Bei einer Parlamentsauflösung wird ein Parlament in seiner aktuellen Zusammensetzung entlassen, in der Regel um den Weg für vorgezogene Neuwahlen freizumachen, die daraufhin meist innerhalb einer verfassungsmäßigen Frist stattzufinden haben.

Im deutschsprachigen Raum ist üblicherweise nur dann von einer Parlamentsauflösung die Rede, wenn sie vorzeitig während einer laufenden Legislaturperiode erfolgt. Dort bleiben die Abgeordneten dann auch bis zur Konstituierung des neuen Parlaments im Amt. Im angelsächsischen Rechtskreis hingegen gab es lange Zeit keine fixen Legislaturperioden, weshalb ein Parlament aktiv aufgelöst werden musste, um Neuwahlen zu ermöglichen. Hier scheiden die Abgeordneten zudem sofort aus, wodurch es (wie während der Prorogation) zu einer Zeit ohne aktives Parlament kommt.

Die meisten Staaten haben eine Vorgehensweise zum Auflösen des Parlaments in der Verfassung geregelt. In vielen kann dies das Staatsoberhaupt unter bestimmten Voraussetzungen veranlassen. In manchen Ländern kann sich aber auch das Parlament selbst auflösen, in anderen kann dies auch das Volk herbeirufen.[1] Einige Demokratien, wie Norwegen, die Schweiz und die USA, kennen eine Auflösung des Parlaments hingegen nicht.[2]

Berechtigte zur Parlamentsauflösung

Staatsoberhaupt

Historisch verfügte der Monarch über das alleinige Recht, das Parlament einzuberufen, zu vertagen oder aufzulösen. Dieses Recht war der Ausdruck der Stellung des Herrschers (monarchisches Prinzip). Bis heute hat etwa im Vereinigten Königreich allein der König dieses Recht, bei dessen Ausübung er rein rechtlich an keine Voraussetzungen gebunden ist. Auch in den Niederlanden, in Belgien und in Dänemark kann der Monarch das Parlament auflösen.

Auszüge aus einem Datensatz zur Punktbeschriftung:
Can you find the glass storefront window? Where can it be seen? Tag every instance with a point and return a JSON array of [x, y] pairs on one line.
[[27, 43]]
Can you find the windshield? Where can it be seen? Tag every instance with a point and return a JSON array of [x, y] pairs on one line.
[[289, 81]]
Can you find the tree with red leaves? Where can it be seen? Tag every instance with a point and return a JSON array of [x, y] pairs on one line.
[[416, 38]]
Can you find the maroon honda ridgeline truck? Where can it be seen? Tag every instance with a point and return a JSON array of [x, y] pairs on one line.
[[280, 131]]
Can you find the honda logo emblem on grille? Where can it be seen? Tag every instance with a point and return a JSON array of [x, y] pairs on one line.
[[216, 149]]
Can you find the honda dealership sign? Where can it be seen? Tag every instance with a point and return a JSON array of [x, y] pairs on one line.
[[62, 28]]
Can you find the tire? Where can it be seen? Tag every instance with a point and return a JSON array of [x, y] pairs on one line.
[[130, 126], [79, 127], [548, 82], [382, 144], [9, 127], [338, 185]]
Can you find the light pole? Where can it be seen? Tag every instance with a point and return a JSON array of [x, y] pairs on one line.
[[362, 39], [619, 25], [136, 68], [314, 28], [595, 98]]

...

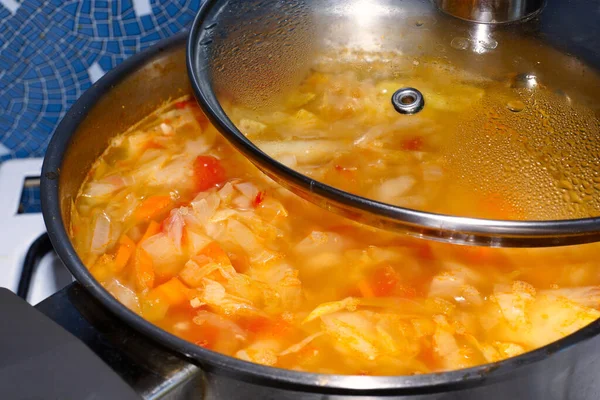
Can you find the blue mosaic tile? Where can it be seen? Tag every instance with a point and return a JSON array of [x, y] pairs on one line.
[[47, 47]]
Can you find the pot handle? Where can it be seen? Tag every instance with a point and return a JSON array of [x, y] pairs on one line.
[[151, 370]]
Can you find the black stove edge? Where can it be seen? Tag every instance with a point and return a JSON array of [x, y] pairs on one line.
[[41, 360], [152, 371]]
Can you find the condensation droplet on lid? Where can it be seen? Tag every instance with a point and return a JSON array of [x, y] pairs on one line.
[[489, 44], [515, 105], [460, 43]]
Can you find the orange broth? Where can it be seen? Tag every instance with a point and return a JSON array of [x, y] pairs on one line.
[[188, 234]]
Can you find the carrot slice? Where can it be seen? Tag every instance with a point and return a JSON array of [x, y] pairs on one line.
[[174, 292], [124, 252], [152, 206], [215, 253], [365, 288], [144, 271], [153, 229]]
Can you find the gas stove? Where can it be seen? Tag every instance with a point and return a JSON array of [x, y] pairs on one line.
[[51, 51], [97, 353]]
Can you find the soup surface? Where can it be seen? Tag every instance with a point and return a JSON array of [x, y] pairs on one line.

Aufgaben:
a: Nennen Sie alle Staaten, in denen laut dem Text zur Parlamentsauflösung der Monarch das Parlament auflösen kann.
b: Schreiben Sie aus dem Text zur Parlamentsauflösung die Stelle ab, die mit „Bei einer Parlamentsauflösung“ beginnt und mit „Frist stattzufinden haben.“ endet.
c: Warum musste ein Parlament im angelsächsischen Rechtskreis laut dem Text zur Parlamentsauflösung aktiv aufgelöst werden?
Die Einträge stammen aus einer anderen Quelle.

Lösungen:
a: Vereinigtes Königreich, Niederlande, Belgien, Dänemark

b:
Bei einer Parlamentsauflösung wird ein Parlament in seiner aktuellen Zusammensetzung entlassen, in der Regel um den Weg für vorgezogene Neuwahlen freizumachen, die daraufhin meist innerhalb einer verfassungsmäßigen Frist stattzufinden haben.

c: Dort gab es lange Zeit keine festen Legislaturperioden. Deshalb musste ein Parlament aktiv aufgelöst werden, um Neuwahlen zu ermöglichen.